Instruções de trabalho – Extraia todas as entradas a seguir e transcreva-as linha por linha, sem qualquer alteração.

**** Dados fornecidos

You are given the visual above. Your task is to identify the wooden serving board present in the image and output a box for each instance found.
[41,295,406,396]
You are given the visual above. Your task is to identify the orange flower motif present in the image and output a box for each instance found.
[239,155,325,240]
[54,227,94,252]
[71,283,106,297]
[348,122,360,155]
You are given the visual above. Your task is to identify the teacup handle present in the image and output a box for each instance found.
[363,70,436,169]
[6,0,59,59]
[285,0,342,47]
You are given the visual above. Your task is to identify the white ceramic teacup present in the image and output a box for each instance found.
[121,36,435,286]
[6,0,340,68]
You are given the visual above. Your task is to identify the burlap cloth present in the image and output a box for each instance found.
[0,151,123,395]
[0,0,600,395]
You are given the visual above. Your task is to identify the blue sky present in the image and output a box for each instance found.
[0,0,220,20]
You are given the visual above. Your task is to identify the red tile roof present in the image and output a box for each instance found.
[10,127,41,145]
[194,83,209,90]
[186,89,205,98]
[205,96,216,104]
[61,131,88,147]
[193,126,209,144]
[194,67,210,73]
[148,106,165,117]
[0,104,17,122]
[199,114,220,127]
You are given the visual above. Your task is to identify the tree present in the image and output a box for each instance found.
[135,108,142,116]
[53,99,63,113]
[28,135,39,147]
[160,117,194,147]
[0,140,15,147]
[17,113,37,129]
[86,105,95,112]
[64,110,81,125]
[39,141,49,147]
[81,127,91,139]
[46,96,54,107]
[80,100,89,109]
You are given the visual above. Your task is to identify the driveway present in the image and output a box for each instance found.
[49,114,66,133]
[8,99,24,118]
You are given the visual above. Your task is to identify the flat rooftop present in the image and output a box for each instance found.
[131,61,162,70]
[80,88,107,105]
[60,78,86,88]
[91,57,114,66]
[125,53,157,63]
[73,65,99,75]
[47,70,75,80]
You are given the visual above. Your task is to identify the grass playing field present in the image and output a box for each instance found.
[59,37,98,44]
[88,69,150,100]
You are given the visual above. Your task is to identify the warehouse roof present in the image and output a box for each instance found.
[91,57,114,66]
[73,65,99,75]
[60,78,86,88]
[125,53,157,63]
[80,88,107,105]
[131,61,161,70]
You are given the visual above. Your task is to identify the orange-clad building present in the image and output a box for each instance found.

********

Solução do problema –
You are given the visual above. Your task is to identify the wooden serving board present in the image and output a box for each instance found.
[41,295,406,396]
You are given the visual above. Your task is to identify the orange flower motif present in the image and output a box for each instance found.
[239,155,325,240]
[54,227,94,252]
[71,283,106,297]
[348,122,360,155]
You are given the visual above. Your task is to identify the teacup handle present in the image and output a box for each instance found.
[363,70,436,169]
[6,0,59,59]
[285,0,342,47]
You are given the visual above. Your task is to identify the white ceramic teacup present in the image and output a box for each instance found.
[121,36,435,286]
[6,0,340,68]
You are given the visual above. Your task is to identify the burlap cloth present in the image and output a box for each instance found.
[0,151,123,395]
[0,0,600,395]
You are given the visual above. Your task is to identify the blue sky present in the image and output a box for each instance found.
[0,0,220,20]
You are given the visual above. Your task is to identify the red tile roof present in the image and output a box for each instance found.
[10,127,41,145]
[194,83,209,90]
[186,89,205,98]
[205,96,216,104]
[61,131,88,147]
[193,126,209,144]
[194,67,210,73]
[148,106,165,117]
[0,104,17,122]
[199,114,220,127]
You are given the visual above. Your task is to identify the tree present in the image and output a box for each instance found.
[135,108,142,116]
[53,99,63,113]
[28,135,39,147]
[160,117,194,147]
[0,140,15,147]
[17,113,37,129]
[86,105,95,112]
[64,110,81,125]
[39,141,49,147]
[81,127,91,139]
[46,96,54,107]
[80,100,89,109]
You are given the visual above. Your task is to identify the driveway present in the image and output a box for each instance found.
[49,114,66,133]
[8,99,24,118]
You are given the visual above. Your task is to identify the flat rooftop present in the image and output a box for each instance found.
[131,61,162,70]
[80,88,107,105]
[60,78,86,88]
[91,57,114,66]
[125,53,157,63]
[73,65,99,75]
[47,70,75,80]
You are given the visual above. Your task is to identify the grass playing field present in the image and output a box for each instance found.
[59,37,98,44]
[88,69,150,100]
You are given the visual above. Your task is to identify the warehouse roof present in the image and output a box for each instance found.
[91,57,114,66]
[73,65,99,75]
[60,78,86,88]
[125,53,157,63]
[80,88,107,105]
[131,61,161,70]
You are given the visual above. Your task is to identify the orange-clad building present in the image and output a box for each instance found.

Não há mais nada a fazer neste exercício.